(Point localization data)
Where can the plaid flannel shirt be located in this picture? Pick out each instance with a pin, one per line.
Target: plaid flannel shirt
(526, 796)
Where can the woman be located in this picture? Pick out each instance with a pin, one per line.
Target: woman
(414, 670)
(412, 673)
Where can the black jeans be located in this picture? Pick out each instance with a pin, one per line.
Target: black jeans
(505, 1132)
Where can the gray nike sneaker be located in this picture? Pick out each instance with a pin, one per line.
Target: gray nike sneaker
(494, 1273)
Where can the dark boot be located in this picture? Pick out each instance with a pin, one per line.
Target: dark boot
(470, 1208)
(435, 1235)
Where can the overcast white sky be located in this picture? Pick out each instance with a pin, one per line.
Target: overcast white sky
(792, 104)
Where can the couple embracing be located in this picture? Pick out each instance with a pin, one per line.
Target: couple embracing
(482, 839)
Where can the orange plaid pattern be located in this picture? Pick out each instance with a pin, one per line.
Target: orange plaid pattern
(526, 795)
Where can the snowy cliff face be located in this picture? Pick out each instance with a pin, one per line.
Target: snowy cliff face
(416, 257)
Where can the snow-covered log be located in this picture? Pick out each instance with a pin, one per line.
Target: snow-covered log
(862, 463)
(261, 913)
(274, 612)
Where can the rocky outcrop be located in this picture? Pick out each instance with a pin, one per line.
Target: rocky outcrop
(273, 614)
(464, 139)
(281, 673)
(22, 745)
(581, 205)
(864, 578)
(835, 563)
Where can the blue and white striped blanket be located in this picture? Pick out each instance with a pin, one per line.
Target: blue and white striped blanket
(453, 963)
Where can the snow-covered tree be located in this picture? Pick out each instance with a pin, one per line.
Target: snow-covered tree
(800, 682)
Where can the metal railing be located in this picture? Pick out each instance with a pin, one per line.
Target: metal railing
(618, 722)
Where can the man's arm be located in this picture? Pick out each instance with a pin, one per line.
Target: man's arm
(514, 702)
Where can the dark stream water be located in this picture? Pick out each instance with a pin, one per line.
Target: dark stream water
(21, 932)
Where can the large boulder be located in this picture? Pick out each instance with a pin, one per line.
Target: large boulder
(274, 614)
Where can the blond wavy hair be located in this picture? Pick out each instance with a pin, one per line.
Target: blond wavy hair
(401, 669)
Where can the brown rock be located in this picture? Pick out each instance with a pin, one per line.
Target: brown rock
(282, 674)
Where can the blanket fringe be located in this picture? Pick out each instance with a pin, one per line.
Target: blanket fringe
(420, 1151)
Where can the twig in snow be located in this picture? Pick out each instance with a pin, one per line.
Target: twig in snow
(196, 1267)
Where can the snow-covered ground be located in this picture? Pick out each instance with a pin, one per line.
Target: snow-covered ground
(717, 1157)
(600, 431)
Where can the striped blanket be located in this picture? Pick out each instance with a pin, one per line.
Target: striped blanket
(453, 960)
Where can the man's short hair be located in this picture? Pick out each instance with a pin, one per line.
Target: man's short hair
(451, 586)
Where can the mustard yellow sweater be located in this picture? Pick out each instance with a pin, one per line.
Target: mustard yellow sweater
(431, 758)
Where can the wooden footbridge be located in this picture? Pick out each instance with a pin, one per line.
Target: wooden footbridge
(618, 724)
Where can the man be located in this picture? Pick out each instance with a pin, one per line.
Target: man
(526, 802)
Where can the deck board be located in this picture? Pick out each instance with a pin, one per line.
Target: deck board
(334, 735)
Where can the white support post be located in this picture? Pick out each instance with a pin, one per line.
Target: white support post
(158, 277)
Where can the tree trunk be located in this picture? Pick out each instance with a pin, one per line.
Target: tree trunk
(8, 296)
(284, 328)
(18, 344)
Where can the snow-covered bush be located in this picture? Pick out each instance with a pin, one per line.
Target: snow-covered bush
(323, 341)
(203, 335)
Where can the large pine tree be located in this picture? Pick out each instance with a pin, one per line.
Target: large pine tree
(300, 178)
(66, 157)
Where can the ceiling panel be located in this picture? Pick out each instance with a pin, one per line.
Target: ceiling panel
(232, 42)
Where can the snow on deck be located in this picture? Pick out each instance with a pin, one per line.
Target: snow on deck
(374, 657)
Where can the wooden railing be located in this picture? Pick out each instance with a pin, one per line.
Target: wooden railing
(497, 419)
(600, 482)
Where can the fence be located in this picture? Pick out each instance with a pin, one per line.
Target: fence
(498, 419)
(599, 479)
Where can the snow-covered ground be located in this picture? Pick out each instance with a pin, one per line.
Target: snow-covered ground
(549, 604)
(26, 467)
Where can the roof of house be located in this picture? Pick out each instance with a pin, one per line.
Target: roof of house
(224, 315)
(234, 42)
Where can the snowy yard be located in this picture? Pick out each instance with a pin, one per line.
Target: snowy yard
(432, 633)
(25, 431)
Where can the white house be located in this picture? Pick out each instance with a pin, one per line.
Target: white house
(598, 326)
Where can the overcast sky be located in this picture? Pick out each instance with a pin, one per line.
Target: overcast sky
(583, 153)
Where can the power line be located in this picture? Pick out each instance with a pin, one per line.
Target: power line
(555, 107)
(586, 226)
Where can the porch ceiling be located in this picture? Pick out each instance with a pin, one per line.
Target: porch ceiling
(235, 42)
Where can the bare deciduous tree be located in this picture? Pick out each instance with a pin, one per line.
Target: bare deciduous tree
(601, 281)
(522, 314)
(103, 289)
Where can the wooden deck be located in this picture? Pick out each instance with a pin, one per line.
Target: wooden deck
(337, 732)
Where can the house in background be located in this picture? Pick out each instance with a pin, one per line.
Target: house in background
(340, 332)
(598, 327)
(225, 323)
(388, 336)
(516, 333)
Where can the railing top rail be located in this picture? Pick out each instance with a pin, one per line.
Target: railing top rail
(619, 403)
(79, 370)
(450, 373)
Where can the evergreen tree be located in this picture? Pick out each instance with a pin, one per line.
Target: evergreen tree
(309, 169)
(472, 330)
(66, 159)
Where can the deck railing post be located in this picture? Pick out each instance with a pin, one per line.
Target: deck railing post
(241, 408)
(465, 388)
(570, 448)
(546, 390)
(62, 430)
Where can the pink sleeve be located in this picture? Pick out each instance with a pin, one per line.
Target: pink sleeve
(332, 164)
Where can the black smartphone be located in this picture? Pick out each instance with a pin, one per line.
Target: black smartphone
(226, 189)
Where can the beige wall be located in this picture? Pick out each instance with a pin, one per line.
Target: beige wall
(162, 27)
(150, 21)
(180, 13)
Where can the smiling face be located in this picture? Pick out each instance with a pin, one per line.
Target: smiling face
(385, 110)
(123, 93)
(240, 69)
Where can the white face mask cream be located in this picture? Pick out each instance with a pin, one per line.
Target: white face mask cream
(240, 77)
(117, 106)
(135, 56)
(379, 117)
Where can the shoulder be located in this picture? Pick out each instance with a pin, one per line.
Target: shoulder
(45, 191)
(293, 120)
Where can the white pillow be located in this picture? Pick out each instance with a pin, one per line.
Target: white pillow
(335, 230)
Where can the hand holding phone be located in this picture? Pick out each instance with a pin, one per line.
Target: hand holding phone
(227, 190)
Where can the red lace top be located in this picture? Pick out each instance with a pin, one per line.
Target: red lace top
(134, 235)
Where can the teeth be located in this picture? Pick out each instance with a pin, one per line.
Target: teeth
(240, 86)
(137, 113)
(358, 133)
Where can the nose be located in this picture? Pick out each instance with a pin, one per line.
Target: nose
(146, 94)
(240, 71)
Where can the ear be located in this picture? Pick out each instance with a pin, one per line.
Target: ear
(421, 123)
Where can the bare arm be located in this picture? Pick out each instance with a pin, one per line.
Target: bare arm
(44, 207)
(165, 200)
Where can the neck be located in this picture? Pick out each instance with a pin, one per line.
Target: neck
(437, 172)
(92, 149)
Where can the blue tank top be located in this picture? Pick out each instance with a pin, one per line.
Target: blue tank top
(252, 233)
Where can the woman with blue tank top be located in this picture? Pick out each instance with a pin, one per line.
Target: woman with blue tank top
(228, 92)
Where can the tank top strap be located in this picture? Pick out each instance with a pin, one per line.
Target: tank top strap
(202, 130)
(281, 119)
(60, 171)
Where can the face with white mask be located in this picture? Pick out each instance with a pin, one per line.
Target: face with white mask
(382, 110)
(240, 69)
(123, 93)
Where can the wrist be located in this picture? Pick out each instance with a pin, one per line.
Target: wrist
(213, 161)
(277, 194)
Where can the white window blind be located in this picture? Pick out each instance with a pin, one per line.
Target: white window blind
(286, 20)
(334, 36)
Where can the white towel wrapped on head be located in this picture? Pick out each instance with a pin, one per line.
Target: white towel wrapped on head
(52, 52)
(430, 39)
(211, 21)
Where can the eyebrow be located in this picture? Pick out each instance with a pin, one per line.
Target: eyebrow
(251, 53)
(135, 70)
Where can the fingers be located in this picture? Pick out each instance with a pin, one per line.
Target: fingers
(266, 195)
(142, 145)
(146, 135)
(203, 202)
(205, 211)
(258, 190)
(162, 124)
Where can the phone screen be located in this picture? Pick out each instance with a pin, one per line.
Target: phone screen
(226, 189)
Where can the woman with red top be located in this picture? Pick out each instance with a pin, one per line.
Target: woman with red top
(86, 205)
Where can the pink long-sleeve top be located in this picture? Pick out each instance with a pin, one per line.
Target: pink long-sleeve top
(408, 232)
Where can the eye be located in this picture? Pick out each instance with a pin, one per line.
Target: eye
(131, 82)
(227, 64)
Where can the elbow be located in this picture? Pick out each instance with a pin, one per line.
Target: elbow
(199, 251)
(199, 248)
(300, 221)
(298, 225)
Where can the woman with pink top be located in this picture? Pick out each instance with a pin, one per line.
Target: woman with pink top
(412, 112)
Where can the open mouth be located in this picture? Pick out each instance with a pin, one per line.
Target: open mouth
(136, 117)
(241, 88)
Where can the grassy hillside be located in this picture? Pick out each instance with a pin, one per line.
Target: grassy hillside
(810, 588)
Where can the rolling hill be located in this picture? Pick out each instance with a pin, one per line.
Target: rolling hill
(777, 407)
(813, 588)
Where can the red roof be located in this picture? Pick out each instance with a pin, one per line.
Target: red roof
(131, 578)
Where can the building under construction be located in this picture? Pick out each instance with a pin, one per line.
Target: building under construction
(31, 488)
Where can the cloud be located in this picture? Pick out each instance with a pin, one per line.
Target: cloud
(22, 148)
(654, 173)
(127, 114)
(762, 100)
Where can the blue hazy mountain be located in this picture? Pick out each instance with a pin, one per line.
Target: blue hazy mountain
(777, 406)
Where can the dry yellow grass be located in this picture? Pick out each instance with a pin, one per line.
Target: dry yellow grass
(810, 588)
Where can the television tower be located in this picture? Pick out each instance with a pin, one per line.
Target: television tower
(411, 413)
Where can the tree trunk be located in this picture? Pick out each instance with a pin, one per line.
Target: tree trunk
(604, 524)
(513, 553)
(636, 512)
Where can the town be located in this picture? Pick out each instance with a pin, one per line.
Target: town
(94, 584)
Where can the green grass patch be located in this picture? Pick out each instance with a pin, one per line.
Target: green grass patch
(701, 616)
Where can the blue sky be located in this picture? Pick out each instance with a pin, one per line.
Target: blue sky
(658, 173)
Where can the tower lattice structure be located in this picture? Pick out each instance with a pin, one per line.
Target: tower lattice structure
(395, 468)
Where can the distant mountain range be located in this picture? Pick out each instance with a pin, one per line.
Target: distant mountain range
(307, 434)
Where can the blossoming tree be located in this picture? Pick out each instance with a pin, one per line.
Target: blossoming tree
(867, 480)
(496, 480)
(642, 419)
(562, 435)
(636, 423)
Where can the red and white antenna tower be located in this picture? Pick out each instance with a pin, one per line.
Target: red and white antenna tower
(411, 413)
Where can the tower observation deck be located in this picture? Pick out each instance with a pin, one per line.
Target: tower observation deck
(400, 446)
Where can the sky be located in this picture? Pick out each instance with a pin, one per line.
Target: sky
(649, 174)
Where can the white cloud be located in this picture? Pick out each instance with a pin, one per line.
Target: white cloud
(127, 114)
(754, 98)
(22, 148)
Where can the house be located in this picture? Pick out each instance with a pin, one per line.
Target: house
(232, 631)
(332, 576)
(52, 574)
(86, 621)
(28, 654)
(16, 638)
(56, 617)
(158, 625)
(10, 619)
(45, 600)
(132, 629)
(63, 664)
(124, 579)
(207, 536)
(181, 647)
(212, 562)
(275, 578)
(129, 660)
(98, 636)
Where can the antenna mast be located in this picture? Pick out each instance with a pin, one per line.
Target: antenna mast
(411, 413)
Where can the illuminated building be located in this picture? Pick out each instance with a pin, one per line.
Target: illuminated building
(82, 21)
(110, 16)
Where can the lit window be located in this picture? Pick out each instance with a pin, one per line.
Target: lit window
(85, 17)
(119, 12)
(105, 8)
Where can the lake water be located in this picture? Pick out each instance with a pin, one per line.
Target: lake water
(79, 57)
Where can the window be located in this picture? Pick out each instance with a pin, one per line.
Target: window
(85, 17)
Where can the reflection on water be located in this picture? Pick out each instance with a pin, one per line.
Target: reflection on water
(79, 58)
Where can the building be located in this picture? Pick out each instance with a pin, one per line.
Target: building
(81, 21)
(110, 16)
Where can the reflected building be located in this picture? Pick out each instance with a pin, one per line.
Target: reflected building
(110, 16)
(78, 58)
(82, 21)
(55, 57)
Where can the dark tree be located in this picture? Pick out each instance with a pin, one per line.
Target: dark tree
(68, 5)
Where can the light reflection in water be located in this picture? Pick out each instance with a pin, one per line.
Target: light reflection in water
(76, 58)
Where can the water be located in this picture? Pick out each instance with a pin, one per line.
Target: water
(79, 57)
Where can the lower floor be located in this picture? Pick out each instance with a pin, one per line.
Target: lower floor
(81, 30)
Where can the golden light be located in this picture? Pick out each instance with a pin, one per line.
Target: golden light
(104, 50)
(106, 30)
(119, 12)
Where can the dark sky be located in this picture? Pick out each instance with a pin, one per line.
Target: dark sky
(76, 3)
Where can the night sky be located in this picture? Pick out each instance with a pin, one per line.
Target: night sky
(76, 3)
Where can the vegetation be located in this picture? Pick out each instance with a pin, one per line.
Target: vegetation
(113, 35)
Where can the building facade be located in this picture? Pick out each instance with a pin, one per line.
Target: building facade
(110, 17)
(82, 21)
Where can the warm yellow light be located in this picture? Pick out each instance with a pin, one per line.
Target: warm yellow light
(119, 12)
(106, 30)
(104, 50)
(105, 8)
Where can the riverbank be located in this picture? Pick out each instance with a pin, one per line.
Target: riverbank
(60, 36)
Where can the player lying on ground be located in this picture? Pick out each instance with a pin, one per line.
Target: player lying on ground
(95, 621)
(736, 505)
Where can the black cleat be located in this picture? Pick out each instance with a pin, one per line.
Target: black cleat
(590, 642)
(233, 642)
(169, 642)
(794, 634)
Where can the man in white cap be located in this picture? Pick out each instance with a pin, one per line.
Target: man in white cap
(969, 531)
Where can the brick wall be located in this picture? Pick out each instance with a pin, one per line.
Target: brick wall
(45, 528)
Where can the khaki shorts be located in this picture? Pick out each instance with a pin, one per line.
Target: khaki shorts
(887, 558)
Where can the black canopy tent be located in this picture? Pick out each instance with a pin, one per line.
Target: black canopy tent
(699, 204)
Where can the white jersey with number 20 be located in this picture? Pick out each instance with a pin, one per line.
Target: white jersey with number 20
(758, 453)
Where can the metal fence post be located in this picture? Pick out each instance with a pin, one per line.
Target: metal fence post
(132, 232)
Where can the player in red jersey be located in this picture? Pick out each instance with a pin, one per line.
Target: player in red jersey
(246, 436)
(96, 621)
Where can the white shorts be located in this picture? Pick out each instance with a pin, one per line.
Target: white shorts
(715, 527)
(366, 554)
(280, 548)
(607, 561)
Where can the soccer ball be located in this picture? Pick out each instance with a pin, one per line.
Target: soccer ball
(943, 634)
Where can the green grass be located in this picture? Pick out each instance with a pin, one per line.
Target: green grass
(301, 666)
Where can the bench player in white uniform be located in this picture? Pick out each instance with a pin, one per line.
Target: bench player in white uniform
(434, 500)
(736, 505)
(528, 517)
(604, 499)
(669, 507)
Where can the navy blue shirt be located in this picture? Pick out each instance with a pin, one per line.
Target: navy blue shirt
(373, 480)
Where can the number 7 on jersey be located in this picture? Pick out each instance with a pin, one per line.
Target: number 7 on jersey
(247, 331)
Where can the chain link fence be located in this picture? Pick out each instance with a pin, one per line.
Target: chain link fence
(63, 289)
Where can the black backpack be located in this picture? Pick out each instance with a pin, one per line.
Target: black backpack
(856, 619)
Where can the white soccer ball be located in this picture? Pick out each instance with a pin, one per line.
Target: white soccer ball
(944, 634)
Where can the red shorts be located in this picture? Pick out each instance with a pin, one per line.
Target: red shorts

> [Work instructions]
Return, please, the lines of the data from the first through the line containing "Where can the gray", both kept, exactly as they stand and nothing more.

> [Response to this exercise]
Where can the plaid flannel shirt be located in this picture? Pick out each instance with a pin, one per line.
Target: plaid flannel shirt
(526, 796)
Where can the woman be located in this picture? Pick out each instance with a pin, one per line.
Target: woman
(414, 670)
(412, 673)
Where can the black jeans be located in this picture? Pick out each instance with a pin, one per line.
Target: black jeans
(505, 1132)
Where can the gray nike sneaker be located in this picture? Pick out each instance with a pin, one per line.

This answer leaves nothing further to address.